(Items from a data source)
________

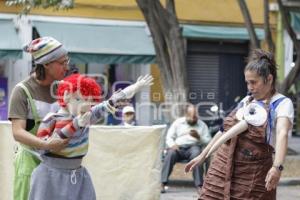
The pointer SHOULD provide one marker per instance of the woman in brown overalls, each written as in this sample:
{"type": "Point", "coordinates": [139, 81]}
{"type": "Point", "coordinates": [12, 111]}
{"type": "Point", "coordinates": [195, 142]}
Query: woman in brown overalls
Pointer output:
{"type": "Point", "coordinates": [243, 167]}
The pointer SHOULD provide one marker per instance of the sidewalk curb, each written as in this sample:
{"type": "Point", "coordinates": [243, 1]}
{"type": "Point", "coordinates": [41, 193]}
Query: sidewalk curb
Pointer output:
{"type": "Point", "coordinates": [289, 181]}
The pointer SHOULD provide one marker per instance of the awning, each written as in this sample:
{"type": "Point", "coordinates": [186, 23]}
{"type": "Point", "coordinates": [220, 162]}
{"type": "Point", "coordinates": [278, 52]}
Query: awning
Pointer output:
{"type": "Point", "coordinates": [295, 21]}
{"type": "Point", "coordinates": [107, 44]}
{"type": "Point", "coordinates": [219, 32]}
{"type": "Point", "coordinates": [10, 44]}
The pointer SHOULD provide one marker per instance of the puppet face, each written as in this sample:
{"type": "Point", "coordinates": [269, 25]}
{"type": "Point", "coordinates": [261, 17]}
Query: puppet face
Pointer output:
{"type": "Point", "coordinates": [76, 104]}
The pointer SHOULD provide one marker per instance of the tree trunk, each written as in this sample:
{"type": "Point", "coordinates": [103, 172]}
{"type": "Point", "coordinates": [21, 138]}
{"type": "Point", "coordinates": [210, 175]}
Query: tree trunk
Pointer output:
{"type": "Point", "coordinates": [294, 73]}
{"type": "Point", "coordinates": [249, 25]}
{"type": "Point", "coordinates": [268, 35]}
{"type": "Point", "coordinates": [169, 47]}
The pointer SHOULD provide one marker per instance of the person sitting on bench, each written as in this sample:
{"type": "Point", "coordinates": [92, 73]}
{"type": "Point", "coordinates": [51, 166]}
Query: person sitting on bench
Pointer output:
{"type": "Point", "coordinates": [184, 141]}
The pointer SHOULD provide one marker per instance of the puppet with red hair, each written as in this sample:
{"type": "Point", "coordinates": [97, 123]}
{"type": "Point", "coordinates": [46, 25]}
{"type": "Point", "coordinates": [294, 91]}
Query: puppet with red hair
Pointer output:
{"type": "Point", "coordinates": [80, 105]}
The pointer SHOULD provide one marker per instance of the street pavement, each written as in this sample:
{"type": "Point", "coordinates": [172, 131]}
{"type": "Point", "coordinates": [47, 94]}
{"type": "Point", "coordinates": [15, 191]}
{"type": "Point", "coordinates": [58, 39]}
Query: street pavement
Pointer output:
{"type": "Point", "coordinates": [181, 188]}
{"type": "Point", "coordinates": [189, 193]}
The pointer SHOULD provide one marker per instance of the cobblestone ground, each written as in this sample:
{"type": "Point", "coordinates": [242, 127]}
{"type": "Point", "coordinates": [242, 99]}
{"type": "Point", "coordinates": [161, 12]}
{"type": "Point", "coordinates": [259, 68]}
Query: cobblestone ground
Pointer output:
{"type": "Point", "coordinates": [189, 193]}
{"type": "Point", "coordinates": [182, 188]}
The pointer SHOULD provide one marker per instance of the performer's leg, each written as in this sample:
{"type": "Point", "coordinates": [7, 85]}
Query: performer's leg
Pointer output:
{"type": "Point", "coordinates": [169, 161]}
{"type": "Point", "coordinates": [193, 152]}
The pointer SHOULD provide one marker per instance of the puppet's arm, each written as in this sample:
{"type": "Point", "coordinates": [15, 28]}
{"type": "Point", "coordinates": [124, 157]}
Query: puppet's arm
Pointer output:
{"type": "Point", "coordinates": [131, 90]}
{"type": "Point", "coordinates": [253, 114]}
{"type": "Point", "coordinates": [238, 128]}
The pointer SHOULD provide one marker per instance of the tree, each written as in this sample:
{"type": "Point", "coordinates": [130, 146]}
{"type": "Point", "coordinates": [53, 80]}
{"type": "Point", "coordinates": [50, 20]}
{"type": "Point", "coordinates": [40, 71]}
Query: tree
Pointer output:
{"type": "Point", "coordinates": [294, 73]}
{"type": "Point", "coordinates": [169, 47]}
{"type": "Point", "coordinates": [249, 25]}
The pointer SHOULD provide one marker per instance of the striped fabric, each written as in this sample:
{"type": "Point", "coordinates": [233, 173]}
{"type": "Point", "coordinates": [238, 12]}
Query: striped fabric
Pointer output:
{"type": "Point", "coordinates": [65, 126]}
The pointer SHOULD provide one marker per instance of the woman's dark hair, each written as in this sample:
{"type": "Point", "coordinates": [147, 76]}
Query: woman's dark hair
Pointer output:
{"type": "Point", "coordinates": [263, 63]}
{"type": "Point", "coordinates": [40, 72]}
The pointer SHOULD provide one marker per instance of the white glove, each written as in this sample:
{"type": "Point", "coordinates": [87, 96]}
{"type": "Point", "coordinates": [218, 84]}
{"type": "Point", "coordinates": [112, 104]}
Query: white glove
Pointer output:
{"type": "Point", "coordinates": [84, 120]}
{"type": "Point", "coordinates": [142, 81]}
{"type": "Point", "coordinates": [130, 91]}
{"type": "Point", "coordinates": [255, 114]}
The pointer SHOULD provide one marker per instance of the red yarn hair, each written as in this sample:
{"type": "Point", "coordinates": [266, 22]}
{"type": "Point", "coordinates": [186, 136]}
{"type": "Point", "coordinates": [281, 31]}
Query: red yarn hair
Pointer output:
{"type": "Point", "coordinates": [87, 87]}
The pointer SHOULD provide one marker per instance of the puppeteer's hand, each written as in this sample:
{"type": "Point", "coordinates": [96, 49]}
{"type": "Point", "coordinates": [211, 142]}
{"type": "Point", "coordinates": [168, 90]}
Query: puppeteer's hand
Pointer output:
{"type": "Point", "coordinates": [194, 134]}
{"type": "Point", "coordinates": [84, 119]}
{"type": "Point", "coordinates": [196, 161]}
{"type": "Point", "coordinates": [272, 178]}
{"type": "Point", "coordinates": [56, 144]}
{"type": "Point", "coordinates": [141, 82]}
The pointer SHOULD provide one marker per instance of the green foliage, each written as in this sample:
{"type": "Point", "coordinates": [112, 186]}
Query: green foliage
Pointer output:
{"type": "Point", "coordinates": [29, 4]}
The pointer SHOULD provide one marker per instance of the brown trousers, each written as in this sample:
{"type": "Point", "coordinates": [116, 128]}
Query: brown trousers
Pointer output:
{"type": "Point", "coordinates": [240, 166]}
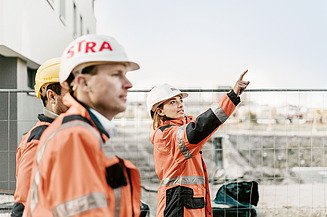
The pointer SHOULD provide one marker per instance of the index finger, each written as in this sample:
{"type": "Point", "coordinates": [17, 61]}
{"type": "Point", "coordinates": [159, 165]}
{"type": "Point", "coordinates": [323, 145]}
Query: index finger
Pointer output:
{"type": "Point", "coordinates": [242, 75]}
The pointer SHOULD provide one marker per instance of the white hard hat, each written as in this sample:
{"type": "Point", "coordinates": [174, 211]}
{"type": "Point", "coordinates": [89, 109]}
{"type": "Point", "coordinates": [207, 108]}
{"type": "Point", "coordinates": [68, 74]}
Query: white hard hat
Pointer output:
{"type": "Point", "coordinates": [159, 94]}
{"type": "Point", "coordinates": [90, 50]}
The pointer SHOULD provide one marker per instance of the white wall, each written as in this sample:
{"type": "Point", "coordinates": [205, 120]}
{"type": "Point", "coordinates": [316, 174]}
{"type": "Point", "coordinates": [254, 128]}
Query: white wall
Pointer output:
{"type": "Point", "coordinates": [33, 28]}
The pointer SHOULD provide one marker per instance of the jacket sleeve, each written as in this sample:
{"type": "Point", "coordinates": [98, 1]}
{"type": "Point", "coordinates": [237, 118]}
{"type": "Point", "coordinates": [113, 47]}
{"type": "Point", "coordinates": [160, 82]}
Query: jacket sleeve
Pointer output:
{"type": "Point", "coordinates": [24, 165]}
{"type": "Point", "coordinates": [76, 175]}
{"type": "Point", "coordinates": [196, 133]}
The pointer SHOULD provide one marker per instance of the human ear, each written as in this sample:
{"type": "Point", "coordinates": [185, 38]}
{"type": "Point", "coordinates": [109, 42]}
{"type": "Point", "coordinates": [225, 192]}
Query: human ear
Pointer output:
{"type": "Point", "coordinates": [51, 96]}
{"type": "Point", "coordinates": [81, 81]}
{"type": "Point", "coordinates": [160, 112]}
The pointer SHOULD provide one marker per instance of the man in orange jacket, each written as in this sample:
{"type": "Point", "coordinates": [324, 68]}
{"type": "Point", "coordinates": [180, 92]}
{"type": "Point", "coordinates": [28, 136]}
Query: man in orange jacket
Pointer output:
{"type": "Point", "coordinates": [178, 140]}
{"type": "Point", "coordinates": [47, 87]}
{"type": "Point", "coordinates": [71, 175]}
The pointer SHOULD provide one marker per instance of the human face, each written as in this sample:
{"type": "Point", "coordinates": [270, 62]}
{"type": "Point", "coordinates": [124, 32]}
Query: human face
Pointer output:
{"type": "Point", "coordinates": [107, 89]}
{"type": "Point", "coordinates": [173, 108]}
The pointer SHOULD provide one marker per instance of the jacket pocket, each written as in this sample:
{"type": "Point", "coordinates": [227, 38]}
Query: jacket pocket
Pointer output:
{"type": "Point", "coordinates": [179, 197]}
{"type": "Point", "coordinates": [115, 175]}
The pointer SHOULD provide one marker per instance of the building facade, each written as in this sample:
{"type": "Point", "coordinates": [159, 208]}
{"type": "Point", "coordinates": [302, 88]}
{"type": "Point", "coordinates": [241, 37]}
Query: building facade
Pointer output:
{"type": "Point", "coordinates": [31, 32]}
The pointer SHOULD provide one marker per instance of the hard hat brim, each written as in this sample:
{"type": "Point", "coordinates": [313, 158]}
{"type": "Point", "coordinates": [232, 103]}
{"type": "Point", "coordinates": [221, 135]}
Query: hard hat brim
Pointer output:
{"type": "Point", "coordinates": [131, 66]}
{"type": "Point", "coordinates": [155, 106]}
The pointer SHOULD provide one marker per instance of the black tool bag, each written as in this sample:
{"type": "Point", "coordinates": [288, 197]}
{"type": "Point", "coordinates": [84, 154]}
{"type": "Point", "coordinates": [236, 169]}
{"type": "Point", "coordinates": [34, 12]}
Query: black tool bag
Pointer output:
{"type": "Point", "coordinates": [240, 198]}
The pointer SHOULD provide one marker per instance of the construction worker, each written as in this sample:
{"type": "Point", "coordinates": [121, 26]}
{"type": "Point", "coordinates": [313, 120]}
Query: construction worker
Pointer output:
{"type": "Point", "coordinates": [178, 140]}
{"type": "Point", "coordinates": [72, 176]}
{"type": "Point", "coordinates": [47, 88]}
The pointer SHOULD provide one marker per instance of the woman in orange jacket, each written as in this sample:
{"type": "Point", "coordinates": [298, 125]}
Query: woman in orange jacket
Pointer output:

________

Search the entries for lines with the string "yarn", then report their number alone.

2